■ What is being asked: Nothing but the line with "palm tree and" and the lines after it, through the end of the records below, is to be repeated, exactly as it is.

+++

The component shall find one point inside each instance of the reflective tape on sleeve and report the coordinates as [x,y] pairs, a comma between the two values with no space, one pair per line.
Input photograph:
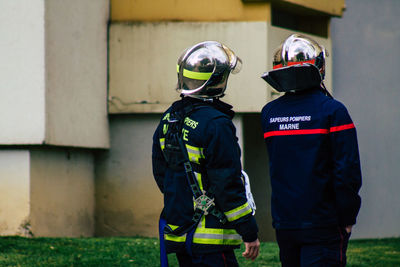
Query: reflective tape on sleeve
[238,212]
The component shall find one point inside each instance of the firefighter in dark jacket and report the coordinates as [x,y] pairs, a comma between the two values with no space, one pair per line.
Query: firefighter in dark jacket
[196,164]
[313,159]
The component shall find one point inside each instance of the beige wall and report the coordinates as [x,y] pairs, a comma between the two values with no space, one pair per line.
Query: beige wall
[54,84]
[14,191]
[22,72]
[76,73]
[128,201]
[188,10]
[331,7]
[143,60]
[62,192]
[275,37]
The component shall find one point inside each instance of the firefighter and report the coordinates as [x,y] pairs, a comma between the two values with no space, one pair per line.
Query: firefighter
[196,164]
[313,159]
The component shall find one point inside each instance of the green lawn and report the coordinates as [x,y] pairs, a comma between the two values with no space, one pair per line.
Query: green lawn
[135,251]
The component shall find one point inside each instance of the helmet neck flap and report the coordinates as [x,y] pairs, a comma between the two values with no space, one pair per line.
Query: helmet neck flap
[299,64]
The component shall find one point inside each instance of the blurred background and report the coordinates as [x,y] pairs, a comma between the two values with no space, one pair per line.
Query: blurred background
[83,84]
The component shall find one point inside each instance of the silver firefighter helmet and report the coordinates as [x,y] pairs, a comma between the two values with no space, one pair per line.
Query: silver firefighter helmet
[298,49]
[204,68]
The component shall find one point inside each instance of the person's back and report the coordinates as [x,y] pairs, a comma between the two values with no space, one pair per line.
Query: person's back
[302,131]
[196,164]
[313,159]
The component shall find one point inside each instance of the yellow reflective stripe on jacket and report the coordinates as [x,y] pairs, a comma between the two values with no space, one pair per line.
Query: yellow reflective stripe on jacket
[238,212]
[195,153]
[162,143]
[208,236]
[174,238]
[216,236]
[195,74]
[198,178]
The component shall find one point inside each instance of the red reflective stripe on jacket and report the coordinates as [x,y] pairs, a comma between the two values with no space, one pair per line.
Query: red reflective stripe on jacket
[342,127]
[310,131]
[296,132]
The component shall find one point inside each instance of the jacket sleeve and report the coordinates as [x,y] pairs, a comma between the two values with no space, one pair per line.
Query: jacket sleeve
[158,162]
[223,167]
[346,166]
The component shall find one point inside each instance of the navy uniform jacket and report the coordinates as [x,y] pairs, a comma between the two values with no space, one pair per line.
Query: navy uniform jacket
[313,159]
[211,142]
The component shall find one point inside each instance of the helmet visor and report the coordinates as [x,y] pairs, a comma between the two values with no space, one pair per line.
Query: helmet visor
[234,61]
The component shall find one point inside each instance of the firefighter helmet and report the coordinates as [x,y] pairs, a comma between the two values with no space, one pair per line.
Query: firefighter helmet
[298,49]
[204,68]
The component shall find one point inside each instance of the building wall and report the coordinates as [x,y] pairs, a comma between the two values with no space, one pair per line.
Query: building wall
[76,72]
[22,72]
[143,60]
[184,10]
[62,192]
[366,44]
[55,80]
[128,201]
[14,191]
[54,92]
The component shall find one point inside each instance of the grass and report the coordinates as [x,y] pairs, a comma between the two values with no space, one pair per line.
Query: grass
[136,251]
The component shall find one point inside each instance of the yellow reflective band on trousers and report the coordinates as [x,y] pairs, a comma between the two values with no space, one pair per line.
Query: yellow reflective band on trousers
[162,143]
[209,236]
[194,74]
[195,153]
[238,212]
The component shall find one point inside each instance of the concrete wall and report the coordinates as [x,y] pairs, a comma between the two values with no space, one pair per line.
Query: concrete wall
[128,201]
[62,192]
[366,71]
[143,60]
[22,72]
[76,72]
[54,72]
[14,191]
[54,91]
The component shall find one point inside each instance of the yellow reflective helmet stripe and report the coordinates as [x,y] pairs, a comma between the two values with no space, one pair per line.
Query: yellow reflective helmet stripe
[238,212]
[195,75]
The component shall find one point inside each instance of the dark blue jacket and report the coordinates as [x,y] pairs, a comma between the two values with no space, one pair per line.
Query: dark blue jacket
[313,159]
[212,145]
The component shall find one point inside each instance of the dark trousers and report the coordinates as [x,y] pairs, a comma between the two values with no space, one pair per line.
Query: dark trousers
[219,259]
[312,247]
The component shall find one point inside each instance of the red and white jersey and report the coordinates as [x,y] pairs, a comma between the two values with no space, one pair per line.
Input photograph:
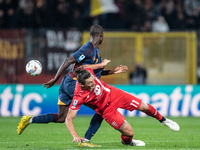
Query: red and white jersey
[96,98]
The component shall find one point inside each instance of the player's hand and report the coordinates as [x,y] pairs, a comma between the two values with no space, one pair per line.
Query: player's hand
[120,69]
[105,62]
[77,139]
[49,84]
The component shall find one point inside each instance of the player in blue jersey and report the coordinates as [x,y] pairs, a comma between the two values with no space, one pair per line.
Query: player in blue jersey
[88,55]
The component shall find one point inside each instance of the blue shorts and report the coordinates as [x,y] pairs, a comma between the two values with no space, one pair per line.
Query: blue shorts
[66,91]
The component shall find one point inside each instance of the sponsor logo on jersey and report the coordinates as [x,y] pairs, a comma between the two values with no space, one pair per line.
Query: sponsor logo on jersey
[81,57]
[75,102]
[97,90]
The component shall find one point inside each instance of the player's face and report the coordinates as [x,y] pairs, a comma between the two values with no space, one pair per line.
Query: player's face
[89,83]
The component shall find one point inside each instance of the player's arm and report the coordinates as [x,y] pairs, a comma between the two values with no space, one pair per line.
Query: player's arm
[70,126]
[62,68]
[118,69]
[98,66]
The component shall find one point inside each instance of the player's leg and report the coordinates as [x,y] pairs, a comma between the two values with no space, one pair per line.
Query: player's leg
[127,135]
[94,126]
[117,121]
[151,111]
[95,123]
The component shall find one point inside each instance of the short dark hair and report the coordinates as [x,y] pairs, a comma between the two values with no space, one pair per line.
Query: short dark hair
[82,75]
[96,30]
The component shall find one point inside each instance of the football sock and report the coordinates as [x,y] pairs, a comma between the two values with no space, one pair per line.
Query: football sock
[31,120]
[94,126]
[125,139]
[153,112]
[51,117]
[163,119]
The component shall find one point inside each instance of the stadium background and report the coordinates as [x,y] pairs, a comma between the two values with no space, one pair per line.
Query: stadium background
[29,30]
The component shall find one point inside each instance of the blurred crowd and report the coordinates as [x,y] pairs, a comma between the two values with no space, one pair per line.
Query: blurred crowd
[133,15]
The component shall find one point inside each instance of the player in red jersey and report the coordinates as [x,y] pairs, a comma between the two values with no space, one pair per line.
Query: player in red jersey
[105,100]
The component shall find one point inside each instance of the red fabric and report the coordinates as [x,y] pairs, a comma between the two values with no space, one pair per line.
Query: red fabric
[126,140]
[153,112]
[56,117]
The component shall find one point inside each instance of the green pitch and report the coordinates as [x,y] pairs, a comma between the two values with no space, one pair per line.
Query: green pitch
[56,136]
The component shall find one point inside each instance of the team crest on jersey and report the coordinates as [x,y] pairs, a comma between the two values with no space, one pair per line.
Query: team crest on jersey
[75,102]
[81,57]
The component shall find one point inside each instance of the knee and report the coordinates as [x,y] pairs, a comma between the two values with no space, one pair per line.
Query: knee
[126,130]
[61,118]
[96,119]
[143,107]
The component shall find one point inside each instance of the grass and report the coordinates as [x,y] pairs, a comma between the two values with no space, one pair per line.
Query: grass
[54,136]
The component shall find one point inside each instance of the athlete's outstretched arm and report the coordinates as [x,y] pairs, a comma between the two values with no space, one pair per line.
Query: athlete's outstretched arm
[98,66]
[62,68]
[70,126]
[118,69]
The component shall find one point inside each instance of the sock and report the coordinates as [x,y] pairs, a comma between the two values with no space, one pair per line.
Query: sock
[94,126]
[31,120]
[163,119]
[125,139]
[45,118]
[153,112]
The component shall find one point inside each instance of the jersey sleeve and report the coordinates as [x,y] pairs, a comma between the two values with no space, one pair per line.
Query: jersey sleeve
[76,103]
[83,52]
[90,70]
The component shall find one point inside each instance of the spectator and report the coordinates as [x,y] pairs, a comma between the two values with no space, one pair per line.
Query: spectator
[138,75]
[45,14]
[160,25]
[63,14]
[25,17]
[180,23]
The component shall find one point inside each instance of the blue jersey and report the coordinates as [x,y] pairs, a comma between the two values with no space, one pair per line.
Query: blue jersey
[87,54]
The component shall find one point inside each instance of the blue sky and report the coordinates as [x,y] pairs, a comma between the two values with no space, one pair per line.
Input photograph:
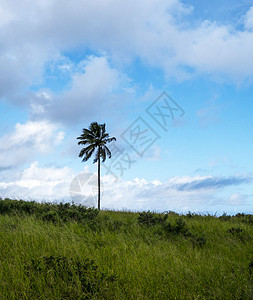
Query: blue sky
[65,64]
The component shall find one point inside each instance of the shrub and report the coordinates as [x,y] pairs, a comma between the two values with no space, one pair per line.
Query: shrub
[151,219]
[77,279]
[234,231]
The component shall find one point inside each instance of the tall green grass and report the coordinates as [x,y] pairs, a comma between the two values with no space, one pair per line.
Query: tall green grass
[50,251]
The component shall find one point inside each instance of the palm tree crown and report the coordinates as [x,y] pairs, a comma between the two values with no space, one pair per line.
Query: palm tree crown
[95,138]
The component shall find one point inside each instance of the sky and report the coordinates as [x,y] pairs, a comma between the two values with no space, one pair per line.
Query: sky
[172,80]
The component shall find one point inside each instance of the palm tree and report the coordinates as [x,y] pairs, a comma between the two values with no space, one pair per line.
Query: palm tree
[95,138]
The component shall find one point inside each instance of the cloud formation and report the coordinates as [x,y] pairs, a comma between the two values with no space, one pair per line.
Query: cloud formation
[179,194]
[26,140]
[156,32]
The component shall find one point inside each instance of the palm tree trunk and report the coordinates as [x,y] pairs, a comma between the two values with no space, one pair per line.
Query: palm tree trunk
[98,178]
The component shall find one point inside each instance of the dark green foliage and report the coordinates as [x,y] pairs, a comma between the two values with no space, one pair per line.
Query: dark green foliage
[234,231]
[155,256]
[198,241]
[251,267]
[150,219]
[55,213]
[69,274]
[225,217]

+++

■ Finished exercise:
The component shall find one point inside each instance of the palm tree and report the coordinates as [x,y] pairs, a comma between the two values with no space, one pair per line.
Query: palm tree
[95,138]
The component shall find one point inside each instance of the cloud formation and report the coordinates as [x,y] pairs, a comma between the two values with no space, one pair per line.
Query: cloud formation
[179,194]
[26,140]
[156,32]
The component shall find one point inside each instance of the palm tree trunk and report the coordinates as [x,y] pairs, a comma between the two values with no space, one pair per line.
Query: palm tree trunk
[98,178]
The component shall find one point inside each instance of the dark green foliage and report the coordinates as [x,y] pairs, a comma between the two values with no space, one pair per line.
Query: dark green foliage
[234,231]
[155,256]
[198,241]
[251,267]
[150,219]
[55,213]
[69,274]
[225,217]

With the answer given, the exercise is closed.